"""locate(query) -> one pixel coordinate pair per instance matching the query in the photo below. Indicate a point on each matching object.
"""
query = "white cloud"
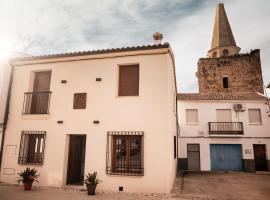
(51, 26)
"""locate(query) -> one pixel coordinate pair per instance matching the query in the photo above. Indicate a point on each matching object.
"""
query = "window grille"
(36, 103)
(125, 153)
(32, 147)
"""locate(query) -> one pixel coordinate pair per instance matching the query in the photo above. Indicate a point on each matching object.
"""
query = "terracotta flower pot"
(27, 185)
(91, 189)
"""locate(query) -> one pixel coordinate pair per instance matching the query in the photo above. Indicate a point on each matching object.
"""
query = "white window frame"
(192, 123)
(252, 123)
(228, 109)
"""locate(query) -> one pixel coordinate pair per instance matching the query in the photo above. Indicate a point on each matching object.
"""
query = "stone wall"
(243, 71)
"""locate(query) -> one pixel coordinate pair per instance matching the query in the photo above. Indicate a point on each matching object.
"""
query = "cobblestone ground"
(194, 186)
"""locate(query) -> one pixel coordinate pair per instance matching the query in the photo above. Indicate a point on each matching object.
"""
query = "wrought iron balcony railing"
(226, 128)
(36, 103)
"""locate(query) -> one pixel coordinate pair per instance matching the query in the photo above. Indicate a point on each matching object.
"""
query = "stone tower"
(225, 70)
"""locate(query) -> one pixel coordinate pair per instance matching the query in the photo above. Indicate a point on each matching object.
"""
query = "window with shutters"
(225, 81)
(224, 115)
(128, 84)
(192, 116)
(125, 153)
(254, 116)
(32, 147)
(79, 101)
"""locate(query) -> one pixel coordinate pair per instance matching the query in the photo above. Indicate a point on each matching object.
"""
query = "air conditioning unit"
(239, 107)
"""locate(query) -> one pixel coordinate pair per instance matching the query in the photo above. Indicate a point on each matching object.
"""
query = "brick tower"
(225, 70)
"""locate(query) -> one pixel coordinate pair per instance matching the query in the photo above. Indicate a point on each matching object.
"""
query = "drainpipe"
(6, 113)
(268, 101)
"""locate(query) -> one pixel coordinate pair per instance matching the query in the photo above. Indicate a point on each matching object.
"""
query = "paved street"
(238, 186)
(199, 186)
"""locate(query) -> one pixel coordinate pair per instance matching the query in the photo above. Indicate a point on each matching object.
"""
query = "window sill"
(192, 123)
(131, 96)
(125, 174)
(35, 116)
(255, 124)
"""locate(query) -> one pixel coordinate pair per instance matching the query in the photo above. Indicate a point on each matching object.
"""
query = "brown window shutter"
(79, 101)
(128, 80)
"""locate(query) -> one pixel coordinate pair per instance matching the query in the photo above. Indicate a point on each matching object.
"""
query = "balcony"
(36, 103)
(226, 128)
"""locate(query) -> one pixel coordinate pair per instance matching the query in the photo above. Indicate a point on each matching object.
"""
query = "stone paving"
(194, 186)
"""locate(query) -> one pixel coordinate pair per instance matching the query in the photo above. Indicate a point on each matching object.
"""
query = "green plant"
(91, 179)
(28, 175)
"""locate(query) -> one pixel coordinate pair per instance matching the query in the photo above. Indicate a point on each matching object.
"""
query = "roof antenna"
(158, 38)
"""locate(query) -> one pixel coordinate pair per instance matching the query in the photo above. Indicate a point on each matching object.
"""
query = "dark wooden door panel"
(76, 159)
(260, 157)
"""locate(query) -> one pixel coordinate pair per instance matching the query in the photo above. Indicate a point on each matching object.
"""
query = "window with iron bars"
(125, 153)
(32, 147)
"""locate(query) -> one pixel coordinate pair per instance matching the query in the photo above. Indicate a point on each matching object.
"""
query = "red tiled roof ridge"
(222, 96)
(95, 51)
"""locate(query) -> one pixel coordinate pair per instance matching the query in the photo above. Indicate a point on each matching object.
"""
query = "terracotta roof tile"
(221, 96)
(95, 52)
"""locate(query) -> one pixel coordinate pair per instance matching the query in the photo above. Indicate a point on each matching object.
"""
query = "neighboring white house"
(108, 111)
(224, 132)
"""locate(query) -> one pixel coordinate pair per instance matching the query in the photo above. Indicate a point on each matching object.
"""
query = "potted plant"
(91, 182)
(28, 176)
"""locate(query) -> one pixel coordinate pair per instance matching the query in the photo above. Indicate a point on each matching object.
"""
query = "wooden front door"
(260, 157)
(193, 154)
(76, 157)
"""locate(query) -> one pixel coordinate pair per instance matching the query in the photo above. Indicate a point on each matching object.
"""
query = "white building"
(225, 127)
(108, 111)
(216, 135)
(5, 71)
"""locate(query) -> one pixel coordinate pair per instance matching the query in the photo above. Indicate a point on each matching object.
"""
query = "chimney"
(158, 38)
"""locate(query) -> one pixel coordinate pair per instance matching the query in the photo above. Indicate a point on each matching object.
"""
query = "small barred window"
(32, 147)
(125, 153)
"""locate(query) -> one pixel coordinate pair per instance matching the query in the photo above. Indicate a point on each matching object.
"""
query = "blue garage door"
(226, 157)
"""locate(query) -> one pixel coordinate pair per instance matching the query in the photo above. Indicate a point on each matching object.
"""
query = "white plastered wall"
(192, 133)
(149, 112)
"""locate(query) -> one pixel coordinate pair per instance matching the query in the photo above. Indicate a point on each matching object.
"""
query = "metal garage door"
(226, 157)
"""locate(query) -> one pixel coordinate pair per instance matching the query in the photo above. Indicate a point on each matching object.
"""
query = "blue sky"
(56, 26)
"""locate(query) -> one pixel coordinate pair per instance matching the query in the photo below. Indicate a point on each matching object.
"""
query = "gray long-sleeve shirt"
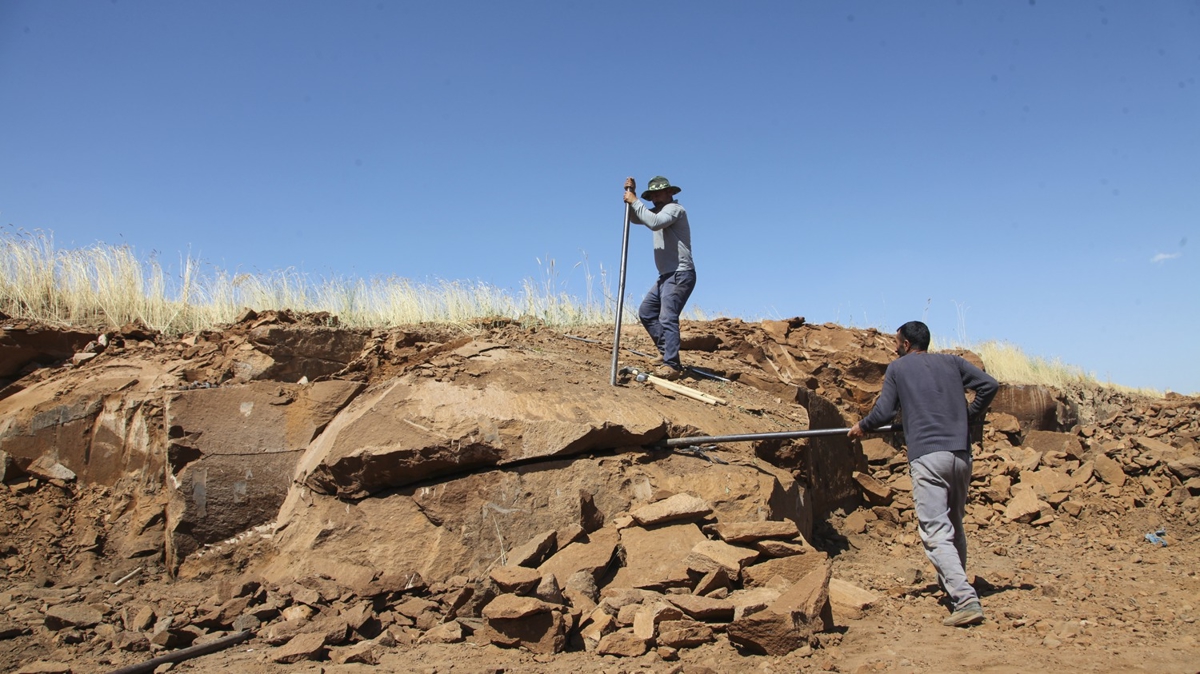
________________
Instructions to follow ->
Every line above gets copied exactly; none of the pictures do.

Task answer ->
"""locate(query) -> one pixel coordinate pair per instance matching the query in the photo below. Indicate a point on each matching object.
"""
query = "white cloud"
(51, 26)
"""locate(query) -> one pixel coordinate pair per instance matching the query in the photo above. Indicate a point on each matching object.
"""
query = "window grille"
(36, 103)
(125, 153)
(32, 147)
"""locate(query) -> one pixel coordinate pair per instance matching the query in the photo above. Indicate a point on each matching object.
"""
query = "terracotta flower pot"
(27, 185)
(91, 189)
"""locate(query) -> one pixel coordinate pair per instance matching the query in the photo above. Indicate a point on each matching object.
"""
query = "white window frame"
(192, 123)
(252, 123)
(228, 109)
"""locate(query) -> one pixel coordinate pair per instance matching the query in the photo above. Indicate a point on each matching object.
"""
query = "stone wall"
(243, 71)
"""locate(query) -> one pixel coordinate pair per instance matching the query in the photo above. Indicate a point on each matching object.
"""
query = "cobblestone ground"
(194, 186)
"""locate(query) -> one pixel coordinate pair per instance matching the query in the photo above. Indicate a point on each matching object.
"""
query = "wrought iron balcony railing"
(226, 128)
(36, 103)
"""locate(query) -> one pixel coordinate pair per instance matching the query in the photo above. Indicate a point on each matching object.
"""
query = "stone tower"
(225, 70)
"""locate(query) -> one pixel coordinate pair per instance matching the query in the photo above. Indicate a point on each matching object.
"""
query = "window with shutters"
(225, 81)
(224, 115)
(128, 84)
(192, 116)
(125, 153)
(254, 116)
(32, 147)
(79, 101)
"""locate(query) -> one pixel coordinate pair per instance matching the query in the photo above. Indicate a point on each matching object.
"""
query = "air conditioning unit"
(239, 107)
"""locate(query) -> one pixel coordinate pair per instance matching the query in the photo above. Indicate a point on each matching object.
"""
query = "brick tower"
(225, 70)
"""locate(query) -> one pixel coordinate pair per instance matching the query in the photo above. Indicate a point on each matching object.
"""
query = "drainpipe"
(6, 113)
(268, 101)
"""locate(query) -> one pixel coordinate pair per instance matching the query in the photo above. Indicate a point on each matching object.
"""
query = "paved street"
(238, 186)
(199, 186)
"""locate(query) -> one pixel coordinate pair per instance matching the query in the photo above. Indicate a point on each matching object.
"""
query = "window sill"
(192, 123)
(131, 96)
(125, 174)
(35, 116)
(255, 124)
"""locate(query) -> one pixel coordinate pair per instance matching the query in the photo above. Indicate a point on each matching object.
"""
query = "brown window shutter"
(79, 101)
(128, 80)
"""locate(query) -> one pixel coordinate pair per instance matching the query in the photo above. Indicate a point on each matching object.
"""
query = "balcony"
(36, 103)
(226, 128)
"""locate(query) -> one pixel coordinate pair per instance matching the query in the photo above. Indicate a point on each matching object.
"""
query = "stone paving"
(194, 186)
"""locate(query) -> one pixel coordinate pair per instance matching the query in the photo above. Indicate a point on each matching object.
"""
query = "green plant"
(91, 179)
(28, 175)
"""locate(query) -> one pixel coordinate pair per instance matching the query in the photo above. Indicate a point on each matching object.
"""
query = "roof antenna"
(158, 38)
"""locate(query) -> one pixel coordinate pair per instance matching the query in the photo above. Indicate a point on each matching object.
"""
query = "dark wooden door panel"
(76, 159)
(260, 157)
"""locate(query) -> one pixel coordinate pair per instance matching the query in the photo above. Indicate a point on each matching object.
"""
query = "window with iron bars"
(125, 153)
(32, 147)
"""locate(query) -> one pixel coordinate pair per instance matching the query in the photo above. Indicate a point on each matching object.
"""
query = "red tiled roof ridge"
(222, 96)
(95, 51)
"""locate(query) -> one pixel coordinate pair per instance matching the query in the photo above. Indicate a point on each matching object.
"""
query = "terracotta roof tile"
(221, 96)
(95, 52)
"""locate(query) -> one pixel coordinate pair per instance matching the query in the photo above. Indicate a point on each matching object.
"""
query = "neighboring white house"
(108, 111)
(224, 132)
"""locate(query) -> one pixel coordinate pair per instance matching the query in the photo above. Indicate a point on each matching object.
"""
query = "potted plant"
(91, 182)
(28, 176)
"""locate(query) -> one pixel coordinate pair per instance matching the query in the photo above. Indicate a point on each matching object.
"""
query = "wooden front door"
(260, 157)
(193, 154)
(76, 157)
"""locate(query) -> one pixel coordinate pair per instance matching the query in the photo above. Indicate a point on each matching object.
"""
query = "white building"
(225, 127)
(108, 111)
(216, 135)
(5, 71)
"""locate(query) -> one pixel coordinate pair per instance matching the query in the photo above. Indicate a point on each matching object.
"""
query = "chimney"
(158, 38)
"""locate(query) -> one pixel coordinate pair per instance matching the query in the photo above. Indicate a point on each matching object.
"""
query = "small barred window"
(32, 147)
(125, 153)
"""locate(query) -> one pixel coordinate pair per instance matching the query in the photo above. Indicate a point on each matching object.
"""
query = "blue garage door"
(226, 157)
"""locate(query) -> one pixel coordinate pair per instance matching the query in the photo above. Indicate a point on each matching object.
"""
query = "white plastered wall"
(192, 133)
(149, 112)
"""locate(query) -> one pixel coordinate pair per instance matching the query in the photo above. Indicate a point on each matching object.
"""
query = "metal garage door"
(226, 157)
"""locate(query) -> one pixel coordinate pair per instance matching the query in the photo above. Indicate a point on each matching object.
"""
query = "blue sky"
(56, 26)
"""locate(query) -> one pixel coordinate pair per instance matching the query in the photo below. Indicate a point on each matching object.
"""
query = "gray long-sleeve shirt"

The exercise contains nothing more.